(Exercise) An exact reprint of all the records is the expected answer.

[[ Material for this exercise, beginning ]]

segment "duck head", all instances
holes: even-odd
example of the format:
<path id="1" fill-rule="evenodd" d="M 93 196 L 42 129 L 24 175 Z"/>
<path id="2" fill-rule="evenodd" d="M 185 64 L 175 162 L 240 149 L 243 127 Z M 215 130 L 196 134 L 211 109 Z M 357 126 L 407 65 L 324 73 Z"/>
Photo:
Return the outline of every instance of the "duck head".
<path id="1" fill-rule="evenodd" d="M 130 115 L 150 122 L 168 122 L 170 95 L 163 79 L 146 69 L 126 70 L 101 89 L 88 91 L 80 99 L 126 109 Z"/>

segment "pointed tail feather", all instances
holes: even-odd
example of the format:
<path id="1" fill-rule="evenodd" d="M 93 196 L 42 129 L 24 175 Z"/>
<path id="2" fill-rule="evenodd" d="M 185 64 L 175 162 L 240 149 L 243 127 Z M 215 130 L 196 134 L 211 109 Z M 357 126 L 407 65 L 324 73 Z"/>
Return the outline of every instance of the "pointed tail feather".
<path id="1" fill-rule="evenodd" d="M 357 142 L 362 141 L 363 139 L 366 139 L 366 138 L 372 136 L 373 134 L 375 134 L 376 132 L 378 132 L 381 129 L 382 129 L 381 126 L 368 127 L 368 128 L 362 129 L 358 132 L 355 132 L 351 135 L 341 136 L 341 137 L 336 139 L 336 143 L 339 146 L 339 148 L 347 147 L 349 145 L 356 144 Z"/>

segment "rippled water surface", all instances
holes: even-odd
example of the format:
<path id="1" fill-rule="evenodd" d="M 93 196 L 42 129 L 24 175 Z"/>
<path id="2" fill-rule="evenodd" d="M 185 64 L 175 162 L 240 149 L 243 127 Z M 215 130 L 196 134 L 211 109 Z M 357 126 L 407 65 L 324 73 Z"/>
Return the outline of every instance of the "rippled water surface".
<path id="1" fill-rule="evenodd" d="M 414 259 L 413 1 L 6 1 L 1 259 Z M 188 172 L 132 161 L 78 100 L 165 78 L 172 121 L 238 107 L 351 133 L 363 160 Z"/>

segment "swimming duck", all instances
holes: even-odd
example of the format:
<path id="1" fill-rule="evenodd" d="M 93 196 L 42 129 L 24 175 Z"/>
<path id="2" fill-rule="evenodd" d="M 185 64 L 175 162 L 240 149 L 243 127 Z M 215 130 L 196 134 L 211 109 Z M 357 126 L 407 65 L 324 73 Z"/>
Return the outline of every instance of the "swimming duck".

[[ Material for this exercise, end ]]

(Answer for the task)
segment "duck head", all instances
holes: even-odd
example of the format:
<path id="1" fill-rule="evenodd" d="M 93 196 L 42 129 L 24 175 Z"/>
<path id="2" fill-rule="evenodd" d="M 185 64 L 175 162 L 240 149 L 243 127 Z M 215 130 L 196 134 L 211 109 Z M 357 126 L 407 65 L 324 73 Z"/>
Photo:
Return the outline of every instance of the "duck head".
<path id="1" fill-rule="evenodd" d="M 130 115 L 150 122 L 168 122 L 170 95 L 163 79 L 146 69 L 126 70 L 101 89 L 88 91 L 80 99 L 126 109 Z"/>

segment "pointed tail feather", all instances
holes: even-odd
example of the format:
<path id="1" fill-rule="evenodd" d="M 93 196 L 42 129 L 24 175 Z"/>
<path id="2" fill-rule="evenodd" d="M 185 64 L 175 162 L 240 149 L 243 127 Z M 215 130 L 196 134 L 211 109 Z M 357 126 L 407 65 L 324 73 Z"/>
Return the outline of every instance of the "pointed tail feather".
<path id="1" fill-rule="evenodd" d="M 357 142 L 362 141 L 363 139 L 366 139 L 366 138 L 372 136 L 373 134 L 375 134 L 376 132 L 378 132 L 381 129 L 382 129 L 381 126 L 368 127 L 368 128 L 362 129 L 358 132 L 355 132 L 351 135 L 341 136 L 341 137 L 336 139 L 336 143 L 339 146 L 339 148 L 347 147 L 349 145 L 356 144 Z"/>

segment "rippled water surface", all instances
holes: even-odd
example of the format:
<path id="1" fill-rule="evenodd" d="M 93 196 L 42 129 L 24 175 Z"/>
<path id="2" fill-rule="evenodd" d="M 185 64 L 175 162 L 240 149 L 243 127 Z M 215 130 L 196 134 L 211 109 Z M 357 126 L 407 65 L 324 73 Z"/>
Return the outline of every instance of the "rippled water surface".
<path id="1" fill-rule="evenodd" d="M 414 259 L 413 1 L 6 1 L 1 259 Z M 188 172 L 132 161 L 78 100 L 165 78 L 172 121 L 238 107 L 351 133 L 363 160 Z"/>

segment "swimming duck", all instances
holes: even-odd
example of the format:
<path id="1" fill-rule="evenodd" d="M 93 196 L 42 129 L 24 175 Z"/>
<path id="2" fill-rule="evenodd" d="M 185 64 L 175 162 L 240 149 L 243 127 Z M 215 130 L 196 134 L 211 109 Z M 357 126 L 407 65 L 324 73 Z"/>
Return the outline of every instance of the "swimming duck".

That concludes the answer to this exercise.